#### Brief
Can you carry on the DIY projects forum thread, starting right after its last post?

I do some furniture refinishing. And currently doing a bedroom set for a couple. It has a dresser, double bed and mirror. They want the whole thing left plain(clear poly) to show off the maple grain. They also want all the drawers inside and out sealed. She has really bad allergies.
http://s78.photobucket.com/albums/j104/Al_Killian/Refinshed furniture/


----------



## dbhost (Jan 28, 2008)

Guess that's what I get for not measuring Quick Crete. Always dug the hole, poured in a little bit of mix, wet it down, stuck the post in and leveled it with rocks, poured in the rest of the mix, and wet it down until there was a bit of water standing on top. First time in a couple hundred fence posts this has happened...

I guess that is why there are directions on the bag huh?

The shrinkage turned into swellage today though. That post is as tight as can be right now... The rails and pickets are up on this side. The corner at the back is temporary and a funny shape because the back of the fence LEANS into the bayou a little bit. (Yeah I live in the south for sure, I have a Bayou in my back yard!)

That one is going to have to wait a little bit. I have to get some more material. Particularly posts and rails. (2x4 and 4x4 pressure treated stuff) the pickets are actually good. Just had a tree grow into the back of the fence and push on it is all...


----------



## huntsman22 (Feb 2, 2008)

This is the project I have been busy with....... A lot of fun roof framing.


----------



## dbhost (Jan 28, 2008)

Well that will make a cute little shack huh? 

I'm afraid to know, is that a house or a hotel you guys are building?

#### Labeled shape records
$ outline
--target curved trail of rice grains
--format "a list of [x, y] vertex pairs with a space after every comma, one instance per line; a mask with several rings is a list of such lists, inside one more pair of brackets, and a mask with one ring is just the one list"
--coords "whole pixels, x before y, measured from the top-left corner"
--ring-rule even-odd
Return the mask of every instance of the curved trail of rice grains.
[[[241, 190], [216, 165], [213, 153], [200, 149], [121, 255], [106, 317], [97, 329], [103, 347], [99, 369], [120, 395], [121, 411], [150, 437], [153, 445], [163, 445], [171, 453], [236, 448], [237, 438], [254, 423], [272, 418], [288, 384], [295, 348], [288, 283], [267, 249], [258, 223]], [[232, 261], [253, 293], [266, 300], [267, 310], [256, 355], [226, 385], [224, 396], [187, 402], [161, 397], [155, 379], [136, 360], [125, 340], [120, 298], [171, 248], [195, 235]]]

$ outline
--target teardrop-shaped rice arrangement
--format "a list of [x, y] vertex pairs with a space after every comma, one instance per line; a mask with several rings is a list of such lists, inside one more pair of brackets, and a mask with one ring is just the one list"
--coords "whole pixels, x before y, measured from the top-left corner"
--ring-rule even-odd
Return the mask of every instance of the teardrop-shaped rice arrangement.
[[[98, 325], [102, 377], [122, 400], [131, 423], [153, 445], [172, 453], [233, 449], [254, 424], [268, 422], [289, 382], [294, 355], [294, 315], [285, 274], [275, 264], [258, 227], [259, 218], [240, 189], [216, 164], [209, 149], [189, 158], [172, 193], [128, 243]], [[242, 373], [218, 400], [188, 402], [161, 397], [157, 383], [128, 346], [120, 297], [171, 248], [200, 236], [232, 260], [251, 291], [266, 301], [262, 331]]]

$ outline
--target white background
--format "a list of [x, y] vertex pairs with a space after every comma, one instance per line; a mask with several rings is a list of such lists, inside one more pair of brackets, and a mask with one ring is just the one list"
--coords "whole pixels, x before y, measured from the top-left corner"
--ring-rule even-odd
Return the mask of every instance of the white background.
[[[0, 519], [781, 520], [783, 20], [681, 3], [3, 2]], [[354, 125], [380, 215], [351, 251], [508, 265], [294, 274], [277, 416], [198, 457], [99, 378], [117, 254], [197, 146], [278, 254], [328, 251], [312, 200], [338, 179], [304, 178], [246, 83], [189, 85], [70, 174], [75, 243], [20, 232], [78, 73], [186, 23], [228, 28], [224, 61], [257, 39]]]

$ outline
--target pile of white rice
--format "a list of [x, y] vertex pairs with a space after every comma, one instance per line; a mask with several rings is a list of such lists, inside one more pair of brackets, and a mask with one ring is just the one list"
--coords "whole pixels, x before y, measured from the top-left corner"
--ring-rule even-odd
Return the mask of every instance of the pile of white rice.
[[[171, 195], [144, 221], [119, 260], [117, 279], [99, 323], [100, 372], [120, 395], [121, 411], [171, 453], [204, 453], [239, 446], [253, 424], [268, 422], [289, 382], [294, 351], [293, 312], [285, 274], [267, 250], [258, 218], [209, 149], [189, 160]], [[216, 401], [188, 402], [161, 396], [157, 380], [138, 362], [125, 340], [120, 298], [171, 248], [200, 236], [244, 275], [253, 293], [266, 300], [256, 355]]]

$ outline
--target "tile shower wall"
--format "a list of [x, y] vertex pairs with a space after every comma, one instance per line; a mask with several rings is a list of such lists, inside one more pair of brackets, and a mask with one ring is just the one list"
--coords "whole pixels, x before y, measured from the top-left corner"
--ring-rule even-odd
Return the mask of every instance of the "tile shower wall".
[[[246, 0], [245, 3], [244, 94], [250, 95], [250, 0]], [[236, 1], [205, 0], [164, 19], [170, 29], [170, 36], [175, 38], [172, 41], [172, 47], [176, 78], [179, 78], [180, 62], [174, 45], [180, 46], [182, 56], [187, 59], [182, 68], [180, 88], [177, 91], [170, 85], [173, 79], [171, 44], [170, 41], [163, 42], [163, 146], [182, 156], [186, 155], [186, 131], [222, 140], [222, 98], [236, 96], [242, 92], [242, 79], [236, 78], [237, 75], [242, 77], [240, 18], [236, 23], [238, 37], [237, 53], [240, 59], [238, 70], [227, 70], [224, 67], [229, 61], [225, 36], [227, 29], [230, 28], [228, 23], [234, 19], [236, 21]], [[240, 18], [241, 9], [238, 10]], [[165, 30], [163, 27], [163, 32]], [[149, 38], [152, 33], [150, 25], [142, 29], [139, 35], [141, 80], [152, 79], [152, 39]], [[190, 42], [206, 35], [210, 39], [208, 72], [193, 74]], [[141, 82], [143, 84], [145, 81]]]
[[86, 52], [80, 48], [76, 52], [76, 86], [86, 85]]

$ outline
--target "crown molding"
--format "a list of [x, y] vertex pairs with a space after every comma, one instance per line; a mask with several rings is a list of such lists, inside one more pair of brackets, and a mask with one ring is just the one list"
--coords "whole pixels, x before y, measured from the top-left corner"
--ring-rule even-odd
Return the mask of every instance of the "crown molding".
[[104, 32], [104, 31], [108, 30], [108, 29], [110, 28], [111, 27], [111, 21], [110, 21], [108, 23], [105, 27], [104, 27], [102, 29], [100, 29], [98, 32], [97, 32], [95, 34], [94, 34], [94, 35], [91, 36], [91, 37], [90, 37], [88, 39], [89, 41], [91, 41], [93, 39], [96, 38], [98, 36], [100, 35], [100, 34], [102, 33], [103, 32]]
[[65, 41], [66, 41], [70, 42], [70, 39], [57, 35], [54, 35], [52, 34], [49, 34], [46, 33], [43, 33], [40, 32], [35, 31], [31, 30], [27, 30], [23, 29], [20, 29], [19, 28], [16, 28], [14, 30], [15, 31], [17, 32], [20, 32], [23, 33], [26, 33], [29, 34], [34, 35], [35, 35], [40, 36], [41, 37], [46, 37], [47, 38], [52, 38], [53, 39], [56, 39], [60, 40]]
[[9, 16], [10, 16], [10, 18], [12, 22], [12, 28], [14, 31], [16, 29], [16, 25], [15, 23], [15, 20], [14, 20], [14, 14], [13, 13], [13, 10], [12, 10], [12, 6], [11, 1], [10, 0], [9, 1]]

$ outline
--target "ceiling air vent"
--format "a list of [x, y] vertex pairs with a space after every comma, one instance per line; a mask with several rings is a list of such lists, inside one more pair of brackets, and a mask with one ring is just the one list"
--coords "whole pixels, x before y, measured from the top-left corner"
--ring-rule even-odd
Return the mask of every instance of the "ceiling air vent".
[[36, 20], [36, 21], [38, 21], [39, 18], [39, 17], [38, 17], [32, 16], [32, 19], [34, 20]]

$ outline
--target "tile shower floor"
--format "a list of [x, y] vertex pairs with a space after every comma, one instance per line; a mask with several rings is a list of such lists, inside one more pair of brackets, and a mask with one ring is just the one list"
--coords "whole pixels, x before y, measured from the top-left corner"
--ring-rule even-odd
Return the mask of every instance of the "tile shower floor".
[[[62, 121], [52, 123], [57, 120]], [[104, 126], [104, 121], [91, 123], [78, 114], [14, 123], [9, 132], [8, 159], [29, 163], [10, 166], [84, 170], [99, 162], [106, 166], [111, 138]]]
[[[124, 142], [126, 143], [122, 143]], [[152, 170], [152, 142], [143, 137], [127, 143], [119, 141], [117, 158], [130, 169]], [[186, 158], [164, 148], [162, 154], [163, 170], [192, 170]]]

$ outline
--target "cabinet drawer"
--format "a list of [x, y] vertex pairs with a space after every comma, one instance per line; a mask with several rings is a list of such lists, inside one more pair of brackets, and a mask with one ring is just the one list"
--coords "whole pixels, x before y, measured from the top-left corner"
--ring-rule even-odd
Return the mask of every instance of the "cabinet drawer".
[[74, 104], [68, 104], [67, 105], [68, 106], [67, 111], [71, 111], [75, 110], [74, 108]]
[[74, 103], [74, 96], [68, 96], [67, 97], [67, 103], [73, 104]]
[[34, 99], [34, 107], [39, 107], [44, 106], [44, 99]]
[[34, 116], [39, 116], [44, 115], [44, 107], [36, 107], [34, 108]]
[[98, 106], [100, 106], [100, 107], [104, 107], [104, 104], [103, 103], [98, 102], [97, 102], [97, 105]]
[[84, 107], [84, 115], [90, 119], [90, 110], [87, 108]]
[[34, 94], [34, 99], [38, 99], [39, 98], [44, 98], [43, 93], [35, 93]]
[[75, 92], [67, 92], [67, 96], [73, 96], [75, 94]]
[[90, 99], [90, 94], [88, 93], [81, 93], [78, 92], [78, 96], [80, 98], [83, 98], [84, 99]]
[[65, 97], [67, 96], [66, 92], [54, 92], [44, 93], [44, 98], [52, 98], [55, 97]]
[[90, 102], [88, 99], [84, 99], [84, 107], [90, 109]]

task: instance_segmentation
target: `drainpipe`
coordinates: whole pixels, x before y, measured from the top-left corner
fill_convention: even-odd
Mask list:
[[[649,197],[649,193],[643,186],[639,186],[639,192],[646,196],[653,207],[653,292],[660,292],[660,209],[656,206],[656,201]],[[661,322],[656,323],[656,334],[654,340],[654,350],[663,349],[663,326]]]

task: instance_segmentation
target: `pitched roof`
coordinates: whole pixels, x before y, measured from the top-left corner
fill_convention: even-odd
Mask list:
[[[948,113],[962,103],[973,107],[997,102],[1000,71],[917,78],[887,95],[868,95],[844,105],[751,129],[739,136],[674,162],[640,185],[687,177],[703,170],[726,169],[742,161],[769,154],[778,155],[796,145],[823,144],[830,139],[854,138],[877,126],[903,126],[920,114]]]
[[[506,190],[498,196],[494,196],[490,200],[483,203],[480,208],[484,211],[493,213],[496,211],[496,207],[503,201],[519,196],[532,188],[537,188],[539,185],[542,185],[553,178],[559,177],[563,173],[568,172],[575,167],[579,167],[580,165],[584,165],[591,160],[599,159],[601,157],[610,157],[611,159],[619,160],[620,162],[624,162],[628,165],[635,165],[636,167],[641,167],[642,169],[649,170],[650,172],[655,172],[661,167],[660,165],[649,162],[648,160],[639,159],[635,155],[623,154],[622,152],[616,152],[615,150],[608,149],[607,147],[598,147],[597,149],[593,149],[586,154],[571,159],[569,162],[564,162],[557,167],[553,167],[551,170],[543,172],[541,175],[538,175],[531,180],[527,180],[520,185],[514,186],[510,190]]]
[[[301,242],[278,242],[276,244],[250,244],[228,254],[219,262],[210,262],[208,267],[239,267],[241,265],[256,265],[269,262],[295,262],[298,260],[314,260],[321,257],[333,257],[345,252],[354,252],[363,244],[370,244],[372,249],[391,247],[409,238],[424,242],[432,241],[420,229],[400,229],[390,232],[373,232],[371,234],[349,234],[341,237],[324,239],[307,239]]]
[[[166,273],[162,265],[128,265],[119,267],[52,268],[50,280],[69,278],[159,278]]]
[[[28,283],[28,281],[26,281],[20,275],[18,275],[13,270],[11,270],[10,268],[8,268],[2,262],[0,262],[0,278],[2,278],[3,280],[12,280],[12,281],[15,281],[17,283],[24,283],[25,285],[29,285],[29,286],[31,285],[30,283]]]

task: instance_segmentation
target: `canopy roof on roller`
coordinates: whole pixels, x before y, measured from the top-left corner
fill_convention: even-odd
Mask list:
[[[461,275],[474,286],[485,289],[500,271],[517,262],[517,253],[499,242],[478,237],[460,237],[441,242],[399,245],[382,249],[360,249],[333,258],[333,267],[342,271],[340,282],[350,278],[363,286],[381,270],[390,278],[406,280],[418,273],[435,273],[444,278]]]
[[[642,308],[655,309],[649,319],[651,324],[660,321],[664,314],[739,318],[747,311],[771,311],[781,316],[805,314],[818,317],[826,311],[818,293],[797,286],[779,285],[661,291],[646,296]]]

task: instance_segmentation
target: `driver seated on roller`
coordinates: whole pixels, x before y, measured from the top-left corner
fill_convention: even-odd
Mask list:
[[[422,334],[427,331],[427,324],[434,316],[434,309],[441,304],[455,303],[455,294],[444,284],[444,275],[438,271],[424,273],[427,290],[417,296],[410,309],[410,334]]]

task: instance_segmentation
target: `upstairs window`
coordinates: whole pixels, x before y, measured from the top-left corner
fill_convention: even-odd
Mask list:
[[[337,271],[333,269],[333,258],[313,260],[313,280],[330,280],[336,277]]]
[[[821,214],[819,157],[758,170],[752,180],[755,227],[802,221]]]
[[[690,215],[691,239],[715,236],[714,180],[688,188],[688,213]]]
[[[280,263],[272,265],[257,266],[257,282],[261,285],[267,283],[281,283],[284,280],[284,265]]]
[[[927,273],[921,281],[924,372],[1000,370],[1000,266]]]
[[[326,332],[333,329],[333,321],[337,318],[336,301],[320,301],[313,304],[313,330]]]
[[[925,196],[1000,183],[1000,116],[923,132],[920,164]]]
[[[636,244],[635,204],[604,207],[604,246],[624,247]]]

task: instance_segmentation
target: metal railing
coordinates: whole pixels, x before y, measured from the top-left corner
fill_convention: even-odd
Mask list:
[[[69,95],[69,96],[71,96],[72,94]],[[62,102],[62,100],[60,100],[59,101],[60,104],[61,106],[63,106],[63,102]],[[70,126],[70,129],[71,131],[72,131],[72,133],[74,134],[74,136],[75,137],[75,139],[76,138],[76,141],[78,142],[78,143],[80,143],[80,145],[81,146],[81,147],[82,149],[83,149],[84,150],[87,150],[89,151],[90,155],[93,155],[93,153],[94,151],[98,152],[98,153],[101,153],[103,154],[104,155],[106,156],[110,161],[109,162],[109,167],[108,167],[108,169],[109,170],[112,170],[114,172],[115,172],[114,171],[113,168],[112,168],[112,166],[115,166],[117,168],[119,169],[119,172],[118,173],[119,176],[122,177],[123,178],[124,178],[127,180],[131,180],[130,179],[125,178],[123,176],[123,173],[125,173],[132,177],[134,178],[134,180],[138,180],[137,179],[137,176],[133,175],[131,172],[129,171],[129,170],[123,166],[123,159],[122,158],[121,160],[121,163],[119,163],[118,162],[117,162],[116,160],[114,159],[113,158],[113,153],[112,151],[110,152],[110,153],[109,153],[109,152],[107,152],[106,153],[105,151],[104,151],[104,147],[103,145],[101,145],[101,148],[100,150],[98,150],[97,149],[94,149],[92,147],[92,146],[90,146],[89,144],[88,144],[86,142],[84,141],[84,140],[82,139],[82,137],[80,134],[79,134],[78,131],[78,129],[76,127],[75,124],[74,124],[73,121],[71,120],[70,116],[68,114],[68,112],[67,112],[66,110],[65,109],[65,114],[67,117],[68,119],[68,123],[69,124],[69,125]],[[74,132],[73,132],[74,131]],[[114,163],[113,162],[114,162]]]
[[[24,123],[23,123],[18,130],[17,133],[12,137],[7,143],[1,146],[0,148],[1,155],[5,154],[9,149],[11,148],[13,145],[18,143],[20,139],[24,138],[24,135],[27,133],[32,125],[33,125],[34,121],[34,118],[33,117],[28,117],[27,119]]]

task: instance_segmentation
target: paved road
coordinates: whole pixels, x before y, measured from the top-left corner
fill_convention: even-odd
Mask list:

#### Response to the task
----------



## huntsman22 (Feb 2, 2008)

A house. But it's only a measly 17,000 sq. ft......... For 4 people. The son is a senior that is leaving for college. Here is the latest.


----------



## dbhost (Jan 28, 2008)

Man I wish I had the LAND to stretch my little shack into something like that.

Oh well, at least I don't have all that white stuff on my roof...


----------



## daryl in nanoose (Feb 18, 2007)

dbhost said:


> Guess that's what I get for not measuring Quick Crete. Always dug the hole, poured in a little bit of mix, wet it down, stuck the post in and leveled it with rocks, poured in the rest of the mix, and wet it down until there was a bit of water standing on top. First time in a couple hundred fence posts this has happened...
> 
> I guess that is why there are directions on the bag huh?
> 
> ...


Sounds like your moving right along :thumbsup: :thumbsup: :thumbsup:


----------



## daryl in nanoose (Feb 18, 2007)

huntsman22 said:


> A house. But it's only a measly 17,000 sq. ft......... For 4 people. The son is a senior that is leaving for college. Here is the latest.


Beautiful work, must be some house:thumbsup:


----------



## daryl in nanoose (Feb 18, 2007)

Al Killian said:


> I do some furniture refinishing. And currently doing a bedroom set for a couple. It has a dresser, double bed and mirror. They want the whole thing left plain(clear poly) to show off the maple grain. They also want all the drawers inside and out sealed. She has really bad allergies.
> http://s78.photobucket.com/albums/j104/Al_Killian/Refinshed furniture/


Sure hope we get to see some pics when you get it all done:smile:


----------



## Al Killian (Aug 14, 2007)

I am hopeing by wensday to finish it up. The dresser is finished and polished. The bed needs on more coat tommrow and it will be done. I will post pics of the fiished peice.


----------



## dbhost (Jan 28, 2008)

Post up pics of that furniture when you get it done...

Yeah, I am clipping along at a fairly good pace. My pickets aren't 100% straight, as the ground slopes back toward the Bayou. And one post is about 3" into my neighbors yard. Prior concrete footings were in the way to put it where it should have gone...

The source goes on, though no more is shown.